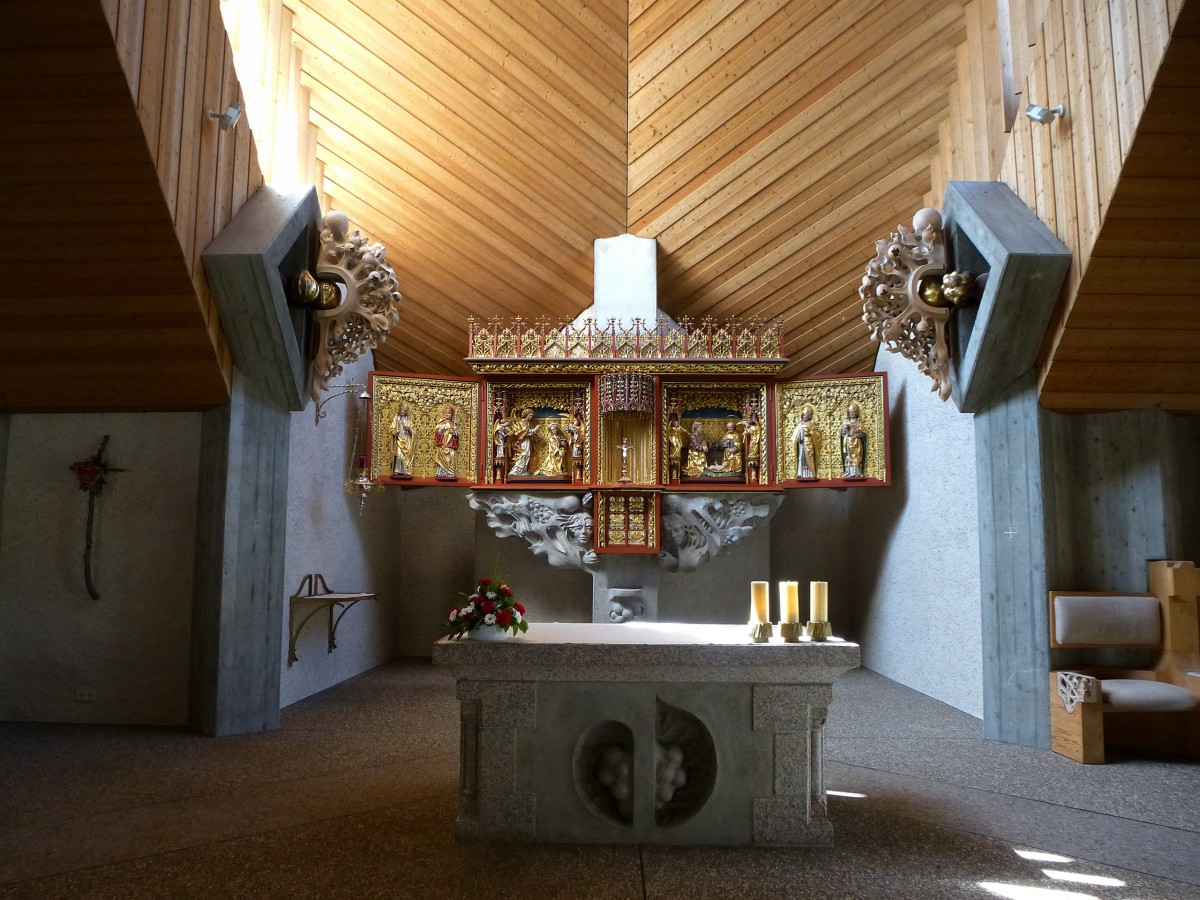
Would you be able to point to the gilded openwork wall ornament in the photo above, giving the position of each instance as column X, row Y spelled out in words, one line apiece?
column 588, row 345
column 370, row 300
column 907, row 297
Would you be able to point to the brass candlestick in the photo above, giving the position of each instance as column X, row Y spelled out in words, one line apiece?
column 819, row 630
column 760, row 631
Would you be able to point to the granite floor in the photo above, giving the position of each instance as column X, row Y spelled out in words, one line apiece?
column 354, row 797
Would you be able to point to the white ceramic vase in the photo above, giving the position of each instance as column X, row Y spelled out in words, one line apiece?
column 489, row 633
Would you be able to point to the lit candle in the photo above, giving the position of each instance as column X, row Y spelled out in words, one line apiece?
column 819, row 601
column 759, row 594
column 790, row 600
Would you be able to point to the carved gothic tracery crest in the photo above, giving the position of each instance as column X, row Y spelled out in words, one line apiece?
column 907, row 297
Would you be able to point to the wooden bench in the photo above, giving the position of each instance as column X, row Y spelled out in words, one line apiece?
column 1131, row 667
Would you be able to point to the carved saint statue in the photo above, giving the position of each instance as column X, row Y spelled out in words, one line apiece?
column 502, row 427
column 577, row 437
column 552, row 461
column 402, row 443
column 445, row 443
column 751, row 442
column 697, row 450
column 523, row 436
column 731, row 450
column 807, row 444
column 677, row 438
column 853, row 444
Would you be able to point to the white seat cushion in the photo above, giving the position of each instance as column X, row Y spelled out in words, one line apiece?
column 1134, row 695
column 1099, row 621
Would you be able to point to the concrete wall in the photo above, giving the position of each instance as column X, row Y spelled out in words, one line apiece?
column 913, row 552
column 130, row 647
column 327, row 534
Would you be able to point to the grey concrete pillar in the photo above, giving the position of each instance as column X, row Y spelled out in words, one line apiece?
column 1013, row 567
column 238, row 594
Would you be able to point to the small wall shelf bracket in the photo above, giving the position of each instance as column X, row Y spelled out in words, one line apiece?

------------------------------------------------------------

◆ **EXERCISE**
Reproduce all of the data above word for word, leaving out the pictures.

◆ **SOLUTION FOR THIS PROBLEM**
Would you be able to point to the gilded openwork wall ornament in the photo above, giving the position of each instance as column X, row Y spelled out in words, one line apiece?
column 588, row 345
column 370, row 300
column 907, row 297
Would you be able to point to the brass candlestick in the photo above, giving the position of each instance as column X, row Y spelled out in words, one line apiece?
column 819, row 630
column 760, row 631
Would you be able to point to the granite floor in the photo above, giving the position of each instance as column X, row Y spelled out in words, one line apiece?
column 354, row 797
Would you be able to point to the white ceramic vase in the photo above, giving the position of each instance as column X, row Y spelled out in words, one line apiece?
column 489, row 633
Would you be able to point to the lit candle in the photo above, giving the position of each instance as column X, row Y spelled out in words, one line apiece?
column 819, row 601
column 759, row 594
column 790, row 600
Would you be able to point to the carved gothic tracery crest in the photo above, giving the position of each instance as column X, row Y spelled out in words, one line apiece?
column 907, row 297
Would you be able to point to the wooden bench in the photo above, giving the position of each instance as column X, row Y spelled out in words, one line apiece?
column 1131, row 667
Would you be able to point to the carved saint statue in the photo above, giving the position of each instance as column X, row Y spelled out in words, one line apiece?
column 502, row 427
column 577, row 437
column 552, row 461
column 402, row 443
column 445, row 443
column 751, row 442
column 697, row 450
column 523, row 436
column 731, row 450
column 807, row 444
column 677, row 438
column 853, row 444
Would you be able to point to the white seat cushion in the photo above, giving the position of each instance as column X, row Y spelled out in words, one line apiece?
column 1134, row 695
column 1099, row 621
Would you be able to point to the concrete wall in the photo above, giving the position of each instance as column X, row Y spelled out in words, one line apiece?
column 913, row 552
column 130, row 647
column 327, row 534
Would you be able to point to the grey concrete pillar in the photo above, giving the position of each instance as column X, row Y spelled out in words, one line apiece?
column 1013, row 567
column 238, row 594
Would you be able to point to the small wall shelf bracket in the photo above, giving the position of each instance as column X, row Y spelled out in words, one line apiece?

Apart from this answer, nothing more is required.